Tally how many lines in the data below include "backhoe", then please reply with only that figure.

::::

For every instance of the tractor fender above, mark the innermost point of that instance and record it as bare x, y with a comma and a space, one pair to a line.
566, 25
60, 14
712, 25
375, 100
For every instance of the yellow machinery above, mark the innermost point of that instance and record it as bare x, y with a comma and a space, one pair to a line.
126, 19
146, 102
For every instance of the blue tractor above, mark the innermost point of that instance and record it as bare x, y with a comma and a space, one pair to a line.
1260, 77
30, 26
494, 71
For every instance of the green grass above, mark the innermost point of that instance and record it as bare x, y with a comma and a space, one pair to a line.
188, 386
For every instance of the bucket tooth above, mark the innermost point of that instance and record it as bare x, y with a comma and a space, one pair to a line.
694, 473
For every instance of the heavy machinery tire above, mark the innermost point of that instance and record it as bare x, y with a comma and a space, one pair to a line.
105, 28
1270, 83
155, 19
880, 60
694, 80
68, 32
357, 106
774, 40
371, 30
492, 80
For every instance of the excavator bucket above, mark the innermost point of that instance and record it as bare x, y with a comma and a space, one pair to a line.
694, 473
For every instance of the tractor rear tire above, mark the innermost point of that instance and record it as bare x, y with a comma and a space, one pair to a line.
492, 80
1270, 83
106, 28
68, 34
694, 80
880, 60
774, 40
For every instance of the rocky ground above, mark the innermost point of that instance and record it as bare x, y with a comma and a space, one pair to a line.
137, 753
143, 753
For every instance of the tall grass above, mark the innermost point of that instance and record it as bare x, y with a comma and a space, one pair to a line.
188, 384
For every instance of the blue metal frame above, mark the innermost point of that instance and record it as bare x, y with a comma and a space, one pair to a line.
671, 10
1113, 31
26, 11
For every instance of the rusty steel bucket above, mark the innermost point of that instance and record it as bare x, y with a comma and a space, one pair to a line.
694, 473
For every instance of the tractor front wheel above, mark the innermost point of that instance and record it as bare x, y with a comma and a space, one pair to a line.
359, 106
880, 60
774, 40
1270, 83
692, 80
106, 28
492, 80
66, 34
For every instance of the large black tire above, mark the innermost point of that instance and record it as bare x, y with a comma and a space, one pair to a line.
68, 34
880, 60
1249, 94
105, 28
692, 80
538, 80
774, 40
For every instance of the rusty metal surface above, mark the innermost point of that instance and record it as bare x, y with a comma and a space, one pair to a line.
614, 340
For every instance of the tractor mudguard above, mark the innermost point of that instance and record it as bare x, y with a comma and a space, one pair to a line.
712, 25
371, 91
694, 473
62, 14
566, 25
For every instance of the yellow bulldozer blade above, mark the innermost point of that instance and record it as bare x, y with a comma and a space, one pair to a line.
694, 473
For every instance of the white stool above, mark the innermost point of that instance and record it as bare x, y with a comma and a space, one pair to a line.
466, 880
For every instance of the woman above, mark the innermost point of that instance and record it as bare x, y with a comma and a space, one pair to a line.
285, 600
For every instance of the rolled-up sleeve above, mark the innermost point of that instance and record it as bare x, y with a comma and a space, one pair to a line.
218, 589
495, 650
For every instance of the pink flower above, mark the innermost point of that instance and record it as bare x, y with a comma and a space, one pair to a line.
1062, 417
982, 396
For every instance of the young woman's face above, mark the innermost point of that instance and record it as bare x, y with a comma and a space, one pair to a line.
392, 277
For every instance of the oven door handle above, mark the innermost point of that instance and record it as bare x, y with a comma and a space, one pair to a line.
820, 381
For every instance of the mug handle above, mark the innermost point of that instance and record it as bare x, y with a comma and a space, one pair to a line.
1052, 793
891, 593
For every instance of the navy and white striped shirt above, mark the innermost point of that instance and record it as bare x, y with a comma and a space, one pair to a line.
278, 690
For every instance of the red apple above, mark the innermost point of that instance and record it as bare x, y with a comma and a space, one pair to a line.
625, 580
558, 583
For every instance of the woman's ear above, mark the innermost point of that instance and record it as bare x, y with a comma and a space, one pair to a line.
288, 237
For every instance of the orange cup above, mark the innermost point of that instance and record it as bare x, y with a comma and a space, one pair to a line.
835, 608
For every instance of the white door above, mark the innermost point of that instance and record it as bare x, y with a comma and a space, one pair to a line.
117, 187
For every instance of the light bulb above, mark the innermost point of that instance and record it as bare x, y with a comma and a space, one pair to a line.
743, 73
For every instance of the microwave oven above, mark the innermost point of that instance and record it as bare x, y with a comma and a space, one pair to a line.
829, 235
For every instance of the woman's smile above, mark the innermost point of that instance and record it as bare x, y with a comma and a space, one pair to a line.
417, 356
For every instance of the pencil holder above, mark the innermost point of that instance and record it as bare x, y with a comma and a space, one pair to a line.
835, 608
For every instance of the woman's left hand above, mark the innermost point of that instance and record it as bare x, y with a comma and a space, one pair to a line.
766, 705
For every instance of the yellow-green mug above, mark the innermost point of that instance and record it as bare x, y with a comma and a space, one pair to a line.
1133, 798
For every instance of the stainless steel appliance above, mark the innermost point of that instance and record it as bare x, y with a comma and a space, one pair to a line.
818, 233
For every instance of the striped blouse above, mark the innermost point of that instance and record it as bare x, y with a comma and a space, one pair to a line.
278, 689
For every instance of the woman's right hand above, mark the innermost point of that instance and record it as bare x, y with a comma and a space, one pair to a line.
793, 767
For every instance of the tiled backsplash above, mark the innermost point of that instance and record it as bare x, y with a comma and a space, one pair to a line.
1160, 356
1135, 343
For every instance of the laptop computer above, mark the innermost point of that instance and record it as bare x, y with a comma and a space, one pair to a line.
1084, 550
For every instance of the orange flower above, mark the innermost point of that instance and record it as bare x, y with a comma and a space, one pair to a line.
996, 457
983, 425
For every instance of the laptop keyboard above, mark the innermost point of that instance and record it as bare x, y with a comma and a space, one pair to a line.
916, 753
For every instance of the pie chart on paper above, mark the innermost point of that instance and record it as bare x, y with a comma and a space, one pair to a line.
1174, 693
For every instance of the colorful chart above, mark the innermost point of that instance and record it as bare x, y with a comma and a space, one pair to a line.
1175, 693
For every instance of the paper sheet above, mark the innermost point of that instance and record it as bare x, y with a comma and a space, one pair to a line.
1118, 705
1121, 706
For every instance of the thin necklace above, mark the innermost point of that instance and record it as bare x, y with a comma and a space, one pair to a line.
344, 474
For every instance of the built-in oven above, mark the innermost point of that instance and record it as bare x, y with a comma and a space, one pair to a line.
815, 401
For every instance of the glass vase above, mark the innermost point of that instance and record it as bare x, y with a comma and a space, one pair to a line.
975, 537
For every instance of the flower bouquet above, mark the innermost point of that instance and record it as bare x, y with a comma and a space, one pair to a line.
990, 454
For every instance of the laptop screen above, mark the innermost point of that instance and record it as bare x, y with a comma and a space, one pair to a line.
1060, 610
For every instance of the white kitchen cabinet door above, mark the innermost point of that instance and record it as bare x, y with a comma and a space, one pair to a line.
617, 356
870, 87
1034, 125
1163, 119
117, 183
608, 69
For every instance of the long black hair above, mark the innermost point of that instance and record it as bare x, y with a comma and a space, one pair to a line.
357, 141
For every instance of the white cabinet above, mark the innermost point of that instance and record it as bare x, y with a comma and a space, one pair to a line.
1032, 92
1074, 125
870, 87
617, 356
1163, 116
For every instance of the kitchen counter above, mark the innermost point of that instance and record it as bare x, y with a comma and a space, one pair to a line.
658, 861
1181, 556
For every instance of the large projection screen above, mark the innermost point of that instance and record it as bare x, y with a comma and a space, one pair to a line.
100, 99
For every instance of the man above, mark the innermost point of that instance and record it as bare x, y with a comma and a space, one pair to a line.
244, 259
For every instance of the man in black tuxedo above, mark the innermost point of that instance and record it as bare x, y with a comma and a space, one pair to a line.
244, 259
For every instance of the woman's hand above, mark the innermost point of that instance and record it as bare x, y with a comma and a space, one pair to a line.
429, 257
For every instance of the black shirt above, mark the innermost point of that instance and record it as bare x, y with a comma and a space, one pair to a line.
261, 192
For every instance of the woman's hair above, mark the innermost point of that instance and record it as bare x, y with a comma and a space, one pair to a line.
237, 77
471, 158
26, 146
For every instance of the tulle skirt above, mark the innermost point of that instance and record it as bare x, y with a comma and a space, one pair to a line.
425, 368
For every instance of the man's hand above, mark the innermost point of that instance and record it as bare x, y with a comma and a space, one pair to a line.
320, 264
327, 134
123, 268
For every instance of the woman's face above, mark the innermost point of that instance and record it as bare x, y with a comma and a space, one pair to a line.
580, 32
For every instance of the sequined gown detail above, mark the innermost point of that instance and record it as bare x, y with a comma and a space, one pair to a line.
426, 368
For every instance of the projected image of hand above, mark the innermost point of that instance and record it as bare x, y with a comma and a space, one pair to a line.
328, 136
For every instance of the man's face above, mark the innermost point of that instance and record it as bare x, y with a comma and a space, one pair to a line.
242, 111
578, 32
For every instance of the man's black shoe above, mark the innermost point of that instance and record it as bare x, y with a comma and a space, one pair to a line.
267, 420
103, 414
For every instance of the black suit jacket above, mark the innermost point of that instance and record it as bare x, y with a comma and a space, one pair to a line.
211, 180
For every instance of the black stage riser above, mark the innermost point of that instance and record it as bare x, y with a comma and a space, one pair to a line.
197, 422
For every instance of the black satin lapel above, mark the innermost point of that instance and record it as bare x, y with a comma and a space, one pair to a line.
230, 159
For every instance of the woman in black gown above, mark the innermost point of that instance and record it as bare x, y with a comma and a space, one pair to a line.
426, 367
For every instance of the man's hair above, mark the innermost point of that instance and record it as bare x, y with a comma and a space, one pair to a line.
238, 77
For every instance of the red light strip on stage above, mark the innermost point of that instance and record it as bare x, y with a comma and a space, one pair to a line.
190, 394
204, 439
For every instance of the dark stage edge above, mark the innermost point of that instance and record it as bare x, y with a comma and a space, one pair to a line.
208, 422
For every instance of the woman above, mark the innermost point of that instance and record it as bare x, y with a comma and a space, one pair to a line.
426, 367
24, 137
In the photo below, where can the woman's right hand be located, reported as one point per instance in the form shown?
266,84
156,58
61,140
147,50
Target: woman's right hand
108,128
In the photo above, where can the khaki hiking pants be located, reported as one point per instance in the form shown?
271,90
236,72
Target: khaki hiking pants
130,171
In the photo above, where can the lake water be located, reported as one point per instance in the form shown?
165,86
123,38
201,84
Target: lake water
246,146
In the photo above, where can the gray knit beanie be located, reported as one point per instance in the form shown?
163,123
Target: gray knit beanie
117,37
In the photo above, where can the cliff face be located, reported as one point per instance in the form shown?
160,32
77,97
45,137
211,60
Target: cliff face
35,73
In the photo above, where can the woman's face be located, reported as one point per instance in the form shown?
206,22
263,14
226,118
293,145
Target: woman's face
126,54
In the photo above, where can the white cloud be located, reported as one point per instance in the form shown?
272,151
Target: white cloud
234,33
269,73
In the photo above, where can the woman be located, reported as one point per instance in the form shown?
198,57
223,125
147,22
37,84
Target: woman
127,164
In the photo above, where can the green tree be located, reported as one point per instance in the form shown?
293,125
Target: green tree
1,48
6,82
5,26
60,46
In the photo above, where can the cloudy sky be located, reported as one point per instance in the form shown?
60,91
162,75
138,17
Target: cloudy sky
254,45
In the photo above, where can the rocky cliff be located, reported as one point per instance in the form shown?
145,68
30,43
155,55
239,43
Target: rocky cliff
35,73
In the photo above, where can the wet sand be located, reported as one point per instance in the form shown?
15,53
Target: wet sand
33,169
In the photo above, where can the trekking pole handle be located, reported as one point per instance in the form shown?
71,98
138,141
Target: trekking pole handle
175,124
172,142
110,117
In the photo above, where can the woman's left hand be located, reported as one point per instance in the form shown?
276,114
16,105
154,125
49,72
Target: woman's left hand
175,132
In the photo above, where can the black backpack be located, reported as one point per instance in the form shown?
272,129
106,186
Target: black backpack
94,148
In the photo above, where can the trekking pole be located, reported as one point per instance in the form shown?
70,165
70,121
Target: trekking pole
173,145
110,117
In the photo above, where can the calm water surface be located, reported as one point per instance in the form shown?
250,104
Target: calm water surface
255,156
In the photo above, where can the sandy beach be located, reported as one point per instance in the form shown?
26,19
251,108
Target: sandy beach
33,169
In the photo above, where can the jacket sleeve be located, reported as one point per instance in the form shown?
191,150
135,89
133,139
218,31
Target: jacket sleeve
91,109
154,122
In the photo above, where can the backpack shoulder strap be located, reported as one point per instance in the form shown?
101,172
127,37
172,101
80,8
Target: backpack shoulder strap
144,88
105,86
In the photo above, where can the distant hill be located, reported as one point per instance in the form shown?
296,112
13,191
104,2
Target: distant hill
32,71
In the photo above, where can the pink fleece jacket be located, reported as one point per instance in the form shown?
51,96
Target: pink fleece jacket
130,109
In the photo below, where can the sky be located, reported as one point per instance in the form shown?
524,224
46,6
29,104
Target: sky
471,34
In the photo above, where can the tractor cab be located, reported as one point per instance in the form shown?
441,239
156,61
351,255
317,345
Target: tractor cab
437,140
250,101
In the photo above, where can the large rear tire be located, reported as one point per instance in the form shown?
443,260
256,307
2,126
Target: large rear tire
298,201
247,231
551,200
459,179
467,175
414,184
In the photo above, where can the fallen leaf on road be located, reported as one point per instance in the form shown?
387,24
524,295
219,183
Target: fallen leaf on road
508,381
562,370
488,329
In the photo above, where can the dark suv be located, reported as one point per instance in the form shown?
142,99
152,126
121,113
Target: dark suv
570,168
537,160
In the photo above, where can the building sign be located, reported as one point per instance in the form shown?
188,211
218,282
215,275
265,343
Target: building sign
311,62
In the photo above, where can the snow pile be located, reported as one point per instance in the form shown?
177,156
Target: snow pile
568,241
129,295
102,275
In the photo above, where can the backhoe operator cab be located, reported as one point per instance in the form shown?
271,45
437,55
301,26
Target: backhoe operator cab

::::

» YOUR SOLUTION:
2